▶ [Working data]

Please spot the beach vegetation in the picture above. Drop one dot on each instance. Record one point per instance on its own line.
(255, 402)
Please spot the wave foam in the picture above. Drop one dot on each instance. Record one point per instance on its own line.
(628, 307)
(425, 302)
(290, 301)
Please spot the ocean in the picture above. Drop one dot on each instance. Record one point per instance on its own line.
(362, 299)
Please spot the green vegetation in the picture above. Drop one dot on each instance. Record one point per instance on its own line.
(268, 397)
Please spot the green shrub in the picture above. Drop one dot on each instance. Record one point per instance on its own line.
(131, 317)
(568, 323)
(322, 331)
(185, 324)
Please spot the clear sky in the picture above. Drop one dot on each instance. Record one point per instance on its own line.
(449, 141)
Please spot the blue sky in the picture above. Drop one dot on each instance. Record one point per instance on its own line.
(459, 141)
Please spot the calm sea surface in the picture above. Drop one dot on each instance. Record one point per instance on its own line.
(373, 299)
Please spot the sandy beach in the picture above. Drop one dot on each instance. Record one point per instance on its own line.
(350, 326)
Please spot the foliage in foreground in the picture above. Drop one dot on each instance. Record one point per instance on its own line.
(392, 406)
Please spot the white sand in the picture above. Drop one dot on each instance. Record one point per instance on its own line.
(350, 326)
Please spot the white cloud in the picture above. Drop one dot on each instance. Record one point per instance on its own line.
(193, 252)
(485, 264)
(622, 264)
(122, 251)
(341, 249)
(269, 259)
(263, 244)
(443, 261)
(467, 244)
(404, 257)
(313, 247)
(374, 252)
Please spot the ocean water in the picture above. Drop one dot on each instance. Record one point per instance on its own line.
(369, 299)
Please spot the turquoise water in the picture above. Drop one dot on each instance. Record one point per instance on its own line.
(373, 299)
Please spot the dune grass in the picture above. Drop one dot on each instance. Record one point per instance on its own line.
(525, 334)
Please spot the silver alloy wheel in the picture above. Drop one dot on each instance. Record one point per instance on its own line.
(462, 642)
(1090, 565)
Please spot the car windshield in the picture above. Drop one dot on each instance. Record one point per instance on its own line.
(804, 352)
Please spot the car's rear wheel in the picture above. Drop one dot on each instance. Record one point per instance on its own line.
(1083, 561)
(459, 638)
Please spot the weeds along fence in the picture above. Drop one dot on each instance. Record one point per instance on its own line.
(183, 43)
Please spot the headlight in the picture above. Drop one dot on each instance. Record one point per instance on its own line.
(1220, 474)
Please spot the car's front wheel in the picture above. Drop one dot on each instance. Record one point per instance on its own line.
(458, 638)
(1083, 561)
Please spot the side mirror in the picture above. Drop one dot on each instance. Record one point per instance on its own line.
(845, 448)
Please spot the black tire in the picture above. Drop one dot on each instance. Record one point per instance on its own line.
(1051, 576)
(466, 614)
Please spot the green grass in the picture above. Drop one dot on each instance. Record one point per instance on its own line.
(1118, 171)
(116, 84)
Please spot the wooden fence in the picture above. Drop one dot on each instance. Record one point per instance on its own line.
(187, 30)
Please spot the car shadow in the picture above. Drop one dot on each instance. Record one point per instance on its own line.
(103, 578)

▶ [Stated task] Print all of the data exactly as it was given.

▶ [Task response]
Please spot the beach vegetation in the picture above. Drop one dot on each instance. Record one point per instance on its own line.
(255, 402)
Please spot the wave foam in the picture above. Drop one dot on each instance. Record one point per instance on its own line.
(628, 307)
(425, 302)
(290, 301)
Please spot the ocean in the picture above. Drop one dot on each instance. Record one point per instance on its own line.
(362, 299)
Please spot the green vegetation in the picture above. Drop one dot on each instance. Record one point per instance on its own line.
(268, 397)
Please spot the green shrub in the picture above. Drop one dot on each instance. Record one point per instance on its own line.
(131, 317)
(568, 323)
(322, 331)
(185, 324)
Please spot the clear sky in the picture above. Drop one dot on each instance. Record one point per instance on its own line.
(449, 141)
Please spot the blue sky in the picture above. Drop one dot on each instance. Record one point per instance on its own line.
(459, 141)
Please spot the calm sea surface in the picture above. Drop one dot on each instance. Record one point per instance on its own line.
(373, 299)
Please spot the sandy beach in the picture above. Drop one dot on each instance. Record one point per instance on its own line.
(350, 326)
Please spot the foliage in foreground in the picture above. Drop one dot on each instance. Record one point per instance on its own line.
(392, 406)
Please spot the white sand in the picture above. Drop one dot on each instance. Record one point per instance on its own line.
(350, 326)
Please spot the white cloud in the picture above. Drop one dot on each instance. Record one point per instance on its own line.
(193, 252)
(485, 264)
(622, 264)
(122, 251)
(341, 249)
(269, 259)
(263, 244)
(443, 261)
(467, 244)
(404, 257)
(313, 247)
(374, 252)
Please spot the ocean water in the picture above. Drop one dot on each instance. Record one point per instance on its own line.
(369, 299)
Please spot the turquoise water in the picture above. Drop one dot on each instance. Record one point per instance on its own line.
(373, 299)
Please spot the dune grass in the picture above. Drop one dot on each instance. Record one point per instance on its own line.
(525, 334)
Please spot the silver alloy wheel in the picture above. Drop one dot on each instance. Record one point per instance on its own line.
(462, 642)
(1090, 565)
Please spot the car windshield in the picture above. Drop one dot on each instance. Record one point per instance on its own line.
(804, 352)
Please spot the car's rear wheel in the picture above. Drop one dot on each instance. Record one point per instance on its own line.
(1083, 561)
(459, 638)
Please spot the weeds along fence in the picture above. Drop one dot on each instance. Record one point per instance on its own line.
(183, 43)
Please spot the headlight in the picture above. Drop one dot on each instance. Record one point per instance on its own line.
(1220, 474)
Please spot the car's front wheel in the picture above. Drop one dot on each instance. Record one point per instance on its own line.
(458, 638)
(1083, 561)
Please spot the side mirror in the picture above. Drop one dot on each instance. Record one point per instance on its own line.
(845, 448)
Please spot the black tire in the picture above. Drop one dot on each instance. Record one point per instance on its own line.
(1051, 576)
(466, 614)
Please spot the green grass in the picture above. Drop one dot on each instance. Record one point per instance on its own line.
(1118, 171)
(116, 84)
Please spot the wooden fence in the picture above. Drop one dot on each instance. Record one point per instance on its own line.
(187, 30)
Please spot the car shadow in the picture above. Drop one dot on each instance. Record one point per instance on its own line.
(103, 578)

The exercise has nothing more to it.